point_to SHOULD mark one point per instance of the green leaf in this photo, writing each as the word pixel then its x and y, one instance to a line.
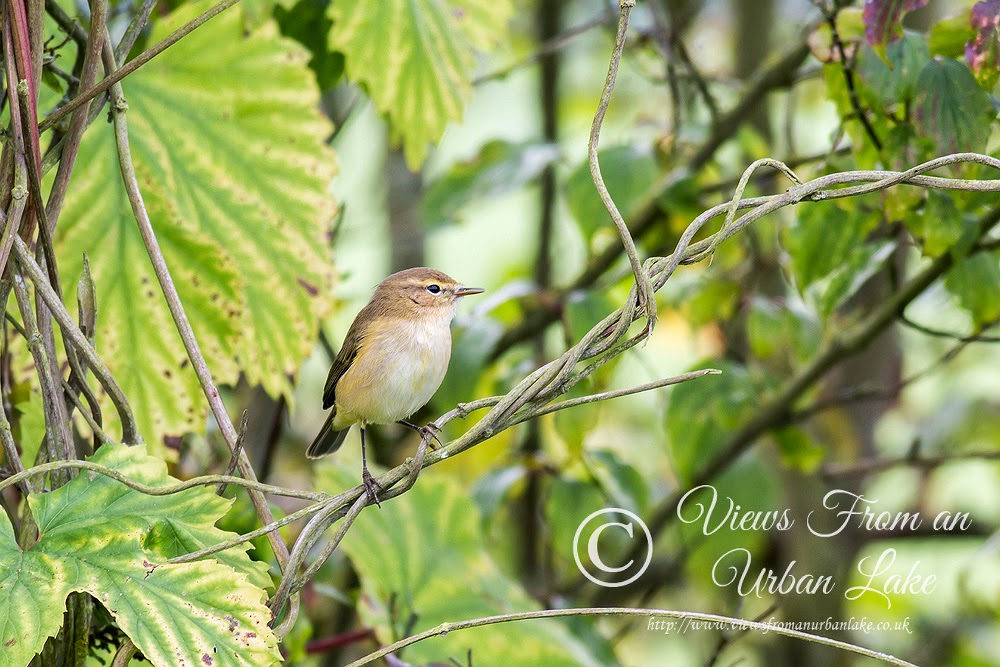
pixel 798 450
pixel 893 80
pixel 883 21
pixel 982 52
pixel 947 37
pixel 623 485
pixel 629 174
pixel 782 331
pixel 425 550
pixel 499 167
pixel 701 415
pixel 942 226
pixel 307 22
pixel 859 265
pixel 98 536
pixel 416 58
pixel 235 175
pixel 975 281
pixel 823 236
pixel 952 108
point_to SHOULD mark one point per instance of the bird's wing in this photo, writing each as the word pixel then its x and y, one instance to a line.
pixel 346 356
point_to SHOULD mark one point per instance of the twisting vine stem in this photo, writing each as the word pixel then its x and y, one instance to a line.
pixel 646 298
pixel 728 621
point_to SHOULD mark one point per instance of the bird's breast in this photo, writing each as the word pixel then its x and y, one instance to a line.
pixel 399 366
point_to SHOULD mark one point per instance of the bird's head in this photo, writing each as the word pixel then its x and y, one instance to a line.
pixel 421 291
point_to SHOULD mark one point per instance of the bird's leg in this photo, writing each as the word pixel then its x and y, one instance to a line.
pixel 371 486
pixel 429 432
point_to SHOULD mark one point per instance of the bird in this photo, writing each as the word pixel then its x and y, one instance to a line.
pixel 393 360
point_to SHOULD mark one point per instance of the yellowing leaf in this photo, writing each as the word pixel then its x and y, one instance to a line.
pixel 97 535
pixel 228 148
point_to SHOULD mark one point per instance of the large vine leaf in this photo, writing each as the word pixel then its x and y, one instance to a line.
pixel 98 536
pixel 982 52
pixel 951 108
pixel 416 58
pixel 228 148
pixel 423 556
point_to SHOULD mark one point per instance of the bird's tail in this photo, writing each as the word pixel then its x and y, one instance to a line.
pixel 328 440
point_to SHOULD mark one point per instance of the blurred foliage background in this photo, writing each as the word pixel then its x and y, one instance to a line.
pixel 454 135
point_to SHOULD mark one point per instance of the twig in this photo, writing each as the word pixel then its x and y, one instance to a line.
pixel 167 490
pixel 132 32
pixel 118 107
pixel 845 67
pixel 869 466
pixel 78 121
pixel 777 411
pixel 11 455
pixel 69 391
pixel 124 654
pixel 618 393
pixel 75 337
pixel 234 456
pixel 553 45
pixel 856 394
pixel 140 60
pixel 938 333
pixel 779 74
pixel 645 290
pixel 445 628
pixel 57 434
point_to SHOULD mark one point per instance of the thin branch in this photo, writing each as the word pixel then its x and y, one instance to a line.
pixel 134 29
pixel 553 45
pixel 650 211
pixel 119 107
pixel 234 457
pixel 845 67
pixel 57 433
pixel 938 333
pixel 618 393
pixel 68 390
pixel 645 289
pixel 78 121
pixel 715 619
pixel 77 339
pixel 140 60
pixel 150 490
pixel 870 466
pixel 124 654
pixel 856 394
pixel 777 411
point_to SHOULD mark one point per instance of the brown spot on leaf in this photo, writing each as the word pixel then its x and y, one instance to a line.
pixel 309 287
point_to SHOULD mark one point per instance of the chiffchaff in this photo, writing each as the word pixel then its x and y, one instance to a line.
pixel 392 361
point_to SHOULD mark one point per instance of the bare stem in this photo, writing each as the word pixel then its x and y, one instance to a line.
pixel 118 108
pixel 140 60
pixel 445 628
pixel 645 289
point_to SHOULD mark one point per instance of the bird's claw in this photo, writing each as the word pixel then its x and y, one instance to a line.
pixel 431 432
pixel 371 487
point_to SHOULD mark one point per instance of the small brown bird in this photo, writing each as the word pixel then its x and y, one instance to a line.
pixel 393 359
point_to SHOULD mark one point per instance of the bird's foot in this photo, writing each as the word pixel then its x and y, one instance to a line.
pixel 371 487
pixel 429 432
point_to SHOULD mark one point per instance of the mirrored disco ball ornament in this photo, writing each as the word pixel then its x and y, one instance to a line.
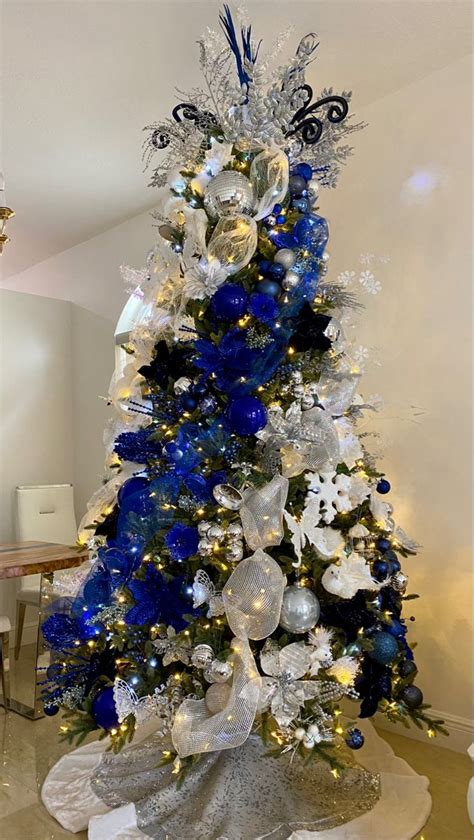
pixel 229 192
pixel 300 609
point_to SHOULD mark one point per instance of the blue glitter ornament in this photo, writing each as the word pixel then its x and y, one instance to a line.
pixel 229 302
pixel 412 696
pixel 268 287
pixel 103 709
pixel 304 170
pixel 355 739
pixel 131 486
pixel 385 648
pixel 383 544
pixel 182 541
pixel 247 415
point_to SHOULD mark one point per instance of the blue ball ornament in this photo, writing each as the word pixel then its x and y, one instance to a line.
pixel 103 709
pixel 385 648
pixel 229 302
pixel 247 415
pixel 131 486
pixel 300 204
pixel 380 569
pixel 269 287
pixel 297 185
pixel 304 170
pixel 277 271
pixel 355 739
pixel 383 544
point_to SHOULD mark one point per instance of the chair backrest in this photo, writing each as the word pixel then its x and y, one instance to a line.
pixel 45 513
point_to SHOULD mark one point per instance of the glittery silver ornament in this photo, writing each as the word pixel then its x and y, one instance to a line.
pixel 290 281
pixel 307 402
pixel 202 656
pixel 205 547
pixel 227 496
pixel 182 385
pixel 218 672
pixel 228 193
pixel 203 528
pixel 216 532
pixel 235 552
pixel 399 582
pixel 300 609
pixel 285 257
pixel 234 531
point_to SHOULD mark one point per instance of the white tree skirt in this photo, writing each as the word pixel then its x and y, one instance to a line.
pixel 399 814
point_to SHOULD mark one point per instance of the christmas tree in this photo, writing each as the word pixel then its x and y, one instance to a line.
pixel 247 573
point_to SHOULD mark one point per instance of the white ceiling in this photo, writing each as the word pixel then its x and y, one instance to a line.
pixel 82 77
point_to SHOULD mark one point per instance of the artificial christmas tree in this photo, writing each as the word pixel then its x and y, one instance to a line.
pixel 247 577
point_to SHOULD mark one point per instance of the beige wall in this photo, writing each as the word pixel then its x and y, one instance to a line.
pixel 55 361
pixel 419 330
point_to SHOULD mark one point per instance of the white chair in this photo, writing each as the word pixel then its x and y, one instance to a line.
pixel 5 628
pixel 44 513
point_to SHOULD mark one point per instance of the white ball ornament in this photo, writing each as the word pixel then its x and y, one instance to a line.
pixel 285 257
pixel 300 609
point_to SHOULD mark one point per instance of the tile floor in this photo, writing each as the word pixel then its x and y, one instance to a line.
pixel 30 748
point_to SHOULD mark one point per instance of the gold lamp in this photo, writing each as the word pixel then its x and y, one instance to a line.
pixel 5 214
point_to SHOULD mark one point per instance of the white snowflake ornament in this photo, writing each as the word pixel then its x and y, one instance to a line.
pixel 330 491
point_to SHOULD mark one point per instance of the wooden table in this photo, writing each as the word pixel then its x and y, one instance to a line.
pixel 33 558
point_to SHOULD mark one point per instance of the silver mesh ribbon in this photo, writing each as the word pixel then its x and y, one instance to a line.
pixel 252 599
pixel 262 513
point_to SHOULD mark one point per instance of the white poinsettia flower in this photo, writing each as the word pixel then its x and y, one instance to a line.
pixel 349 444
pixel 203 279
pixel 344 669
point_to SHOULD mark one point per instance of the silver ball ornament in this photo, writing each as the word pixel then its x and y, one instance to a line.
pixel 218 672
pixel 300 609
pixel 216 533
pixel 234 531
pixel 229 192
pixel 285 257
pixel 307 401
pixel 202 656
pixel 290 281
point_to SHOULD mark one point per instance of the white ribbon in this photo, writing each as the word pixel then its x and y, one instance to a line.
pixel 252 600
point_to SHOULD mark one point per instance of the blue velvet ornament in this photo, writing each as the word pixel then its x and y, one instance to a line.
pixel 229 302
pixel 311 232
pixel 383 544
pixel 385 648
pixel 268 287
pixel 247 415
pixel 304 170
pixel 131 486
pixel 277 271
pixel 263 308
pixel 407 668
pixel 297 185
pixel 103 709
pixel 412 696
pixel 300 204
pixel 156 600
pixel 355 739
pixel 60 631
pixel 182 541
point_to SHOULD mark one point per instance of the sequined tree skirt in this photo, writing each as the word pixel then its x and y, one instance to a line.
pixel 238 794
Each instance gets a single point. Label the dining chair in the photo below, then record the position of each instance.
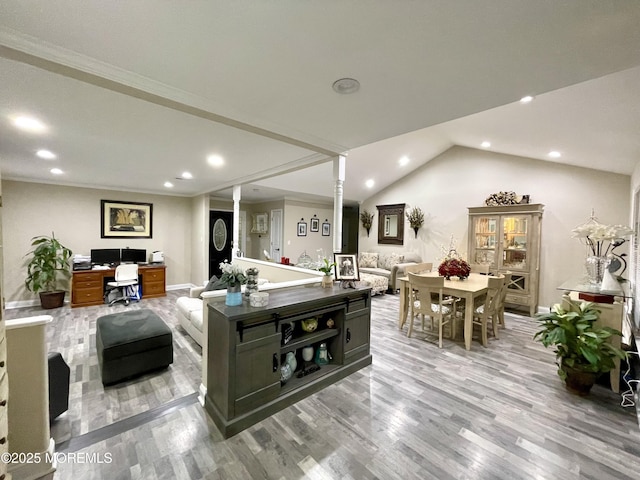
(488, 309)
(503, 297)
(480, 268)
(422, 291)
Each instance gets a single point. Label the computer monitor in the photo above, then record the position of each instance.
(133, 255)
(102, 256)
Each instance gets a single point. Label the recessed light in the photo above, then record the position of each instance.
(215, 160)
(29, 124)
(346, 85)
(46, 154)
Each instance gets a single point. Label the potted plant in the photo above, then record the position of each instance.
(327, 269)
(416, 219)
(583, 350)
(49, 263)
(366, 218)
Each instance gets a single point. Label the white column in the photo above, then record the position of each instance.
(235, 246)
(338, 192)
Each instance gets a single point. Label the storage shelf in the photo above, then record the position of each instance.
◇ ◇ ◇ ◇ ◇ ◇ ◇
> _WHAT TO PRODUCE_
Render the records from the line with "point_to SHOULD mark one point per instance of the chair" to the line with "pixel 45 513" as a Markdown table with the columns Number and Line, one row per line with blank lines omitted.

> _EXERCISE RESPONSE_
| Number | Line |
|---|---|
| 1 | point_to SHOULD mark one point per instance of the chair backrest in this photo, writing each as the word pixel then its x and y, one instance to a line. |
| 2 | pixel 45 513 |